(Excerpts of labeled region data)
-------
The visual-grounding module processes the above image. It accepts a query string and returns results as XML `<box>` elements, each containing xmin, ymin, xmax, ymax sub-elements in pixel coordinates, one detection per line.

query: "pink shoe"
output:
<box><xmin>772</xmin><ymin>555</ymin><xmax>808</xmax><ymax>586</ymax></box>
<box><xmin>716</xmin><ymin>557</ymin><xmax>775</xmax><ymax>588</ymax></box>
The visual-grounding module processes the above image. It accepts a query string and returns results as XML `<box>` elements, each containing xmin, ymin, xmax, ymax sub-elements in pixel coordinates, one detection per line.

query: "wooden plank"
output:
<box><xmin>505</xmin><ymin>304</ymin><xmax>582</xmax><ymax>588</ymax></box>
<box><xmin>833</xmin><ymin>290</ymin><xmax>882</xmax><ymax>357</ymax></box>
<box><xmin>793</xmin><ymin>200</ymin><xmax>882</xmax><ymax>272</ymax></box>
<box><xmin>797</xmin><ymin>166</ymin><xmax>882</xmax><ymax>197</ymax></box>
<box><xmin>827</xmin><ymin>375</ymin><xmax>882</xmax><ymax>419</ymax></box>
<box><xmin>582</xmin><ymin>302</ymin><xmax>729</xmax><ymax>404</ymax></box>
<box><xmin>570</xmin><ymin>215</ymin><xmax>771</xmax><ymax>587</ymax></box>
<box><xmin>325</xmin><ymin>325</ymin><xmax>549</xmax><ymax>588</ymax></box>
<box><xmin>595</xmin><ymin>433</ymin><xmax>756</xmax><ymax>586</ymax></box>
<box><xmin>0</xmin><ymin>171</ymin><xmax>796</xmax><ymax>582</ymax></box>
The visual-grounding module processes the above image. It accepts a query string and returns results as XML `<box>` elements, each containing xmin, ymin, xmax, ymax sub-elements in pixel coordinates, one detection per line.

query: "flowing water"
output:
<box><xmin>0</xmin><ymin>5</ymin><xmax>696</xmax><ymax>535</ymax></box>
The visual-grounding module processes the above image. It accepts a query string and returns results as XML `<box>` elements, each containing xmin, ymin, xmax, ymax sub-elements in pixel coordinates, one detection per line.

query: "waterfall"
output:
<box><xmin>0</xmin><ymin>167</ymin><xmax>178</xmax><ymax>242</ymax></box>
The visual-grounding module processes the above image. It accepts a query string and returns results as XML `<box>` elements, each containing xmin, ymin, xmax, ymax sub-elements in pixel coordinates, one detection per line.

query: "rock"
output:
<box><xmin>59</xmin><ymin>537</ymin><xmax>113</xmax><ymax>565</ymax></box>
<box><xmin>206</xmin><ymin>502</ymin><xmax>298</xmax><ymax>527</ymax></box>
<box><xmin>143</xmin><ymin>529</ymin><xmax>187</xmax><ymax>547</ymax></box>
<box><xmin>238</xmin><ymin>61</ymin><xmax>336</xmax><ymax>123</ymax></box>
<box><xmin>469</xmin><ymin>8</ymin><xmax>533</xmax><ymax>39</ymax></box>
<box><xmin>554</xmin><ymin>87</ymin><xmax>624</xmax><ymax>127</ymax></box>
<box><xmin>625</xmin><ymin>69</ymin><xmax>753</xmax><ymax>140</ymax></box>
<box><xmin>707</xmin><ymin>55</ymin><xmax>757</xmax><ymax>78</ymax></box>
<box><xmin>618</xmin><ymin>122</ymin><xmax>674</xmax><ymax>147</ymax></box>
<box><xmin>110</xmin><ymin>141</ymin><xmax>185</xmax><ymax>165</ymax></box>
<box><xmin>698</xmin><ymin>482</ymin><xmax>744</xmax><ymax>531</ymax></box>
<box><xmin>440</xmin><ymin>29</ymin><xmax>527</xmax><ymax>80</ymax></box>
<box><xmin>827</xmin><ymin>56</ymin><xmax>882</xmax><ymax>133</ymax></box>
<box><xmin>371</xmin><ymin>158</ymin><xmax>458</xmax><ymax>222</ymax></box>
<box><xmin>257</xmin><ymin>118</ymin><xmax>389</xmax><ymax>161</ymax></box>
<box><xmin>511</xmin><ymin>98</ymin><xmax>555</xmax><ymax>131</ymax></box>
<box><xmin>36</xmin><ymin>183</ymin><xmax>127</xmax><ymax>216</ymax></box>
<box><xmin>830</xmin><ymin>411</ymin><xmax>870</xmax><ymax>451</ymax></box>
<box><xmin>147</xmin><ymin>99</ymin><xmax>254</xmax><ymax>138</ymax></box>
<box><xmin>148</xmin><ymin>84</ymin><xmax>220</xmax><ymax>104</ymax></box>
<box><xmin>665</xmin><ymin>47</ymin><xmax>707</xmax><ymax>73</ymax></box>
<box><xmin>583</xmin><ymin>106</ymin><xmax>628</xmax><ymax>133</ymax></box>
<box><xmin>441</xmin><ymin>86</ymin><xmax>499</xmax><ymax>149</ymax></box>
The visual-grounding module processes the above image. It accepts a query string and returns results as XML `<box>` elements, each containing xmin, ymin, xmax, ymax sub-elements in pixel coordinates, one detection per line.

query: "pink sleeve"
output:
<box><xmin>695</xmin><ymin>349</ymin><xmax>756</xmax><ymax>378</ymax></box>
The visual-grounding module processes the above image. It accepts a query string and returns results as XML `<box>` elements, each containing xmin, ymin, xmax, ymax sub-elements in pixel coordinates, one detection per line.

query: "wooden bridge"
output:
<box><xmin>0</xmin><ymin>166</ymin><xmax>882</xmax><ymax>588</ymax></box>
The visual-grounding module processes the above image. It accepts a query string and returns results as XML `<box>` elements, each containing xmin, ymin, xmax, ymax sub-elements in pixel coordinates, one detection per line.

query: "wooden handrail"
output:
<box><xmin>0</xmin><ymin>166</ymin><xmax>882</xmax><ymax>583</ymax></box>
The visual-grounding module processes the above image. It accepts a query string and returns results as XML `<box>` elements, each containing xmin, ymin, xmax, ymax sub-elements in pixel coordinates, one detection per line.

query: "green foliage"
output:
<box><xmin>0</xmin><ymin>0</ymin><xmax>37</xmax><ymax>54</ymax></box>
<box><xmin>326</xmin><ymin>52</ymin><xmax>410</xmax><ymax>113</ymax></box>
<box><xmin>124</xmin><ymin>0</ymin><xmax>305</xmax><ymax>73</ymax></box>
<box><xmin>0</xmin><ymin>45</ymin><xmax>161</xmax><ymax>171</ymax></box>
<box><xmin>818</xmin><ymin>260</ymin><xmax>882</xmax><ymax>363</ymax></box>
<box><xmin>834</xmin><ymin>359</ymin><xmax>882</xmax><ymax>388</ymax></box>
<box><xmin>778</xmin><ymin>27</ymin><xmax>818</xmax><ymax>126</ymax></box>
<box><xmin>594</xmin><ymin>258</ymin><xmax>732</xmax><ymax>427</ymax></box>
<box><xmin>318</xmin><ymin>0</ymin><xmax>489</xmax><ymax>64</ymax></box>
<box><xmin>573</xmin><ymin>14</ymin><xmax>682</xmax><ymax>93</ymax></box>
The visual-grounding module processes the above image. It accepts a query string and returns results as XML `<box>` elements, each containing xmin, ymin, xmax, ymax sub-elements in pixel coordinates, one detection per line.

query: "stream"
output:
-------
**Required work**
Pull out each line of the records containing the word "wooden" and list those lines.

**Written answer**
query: "wooden plank"
query: "wooden bridge"
query: "wooden handrail"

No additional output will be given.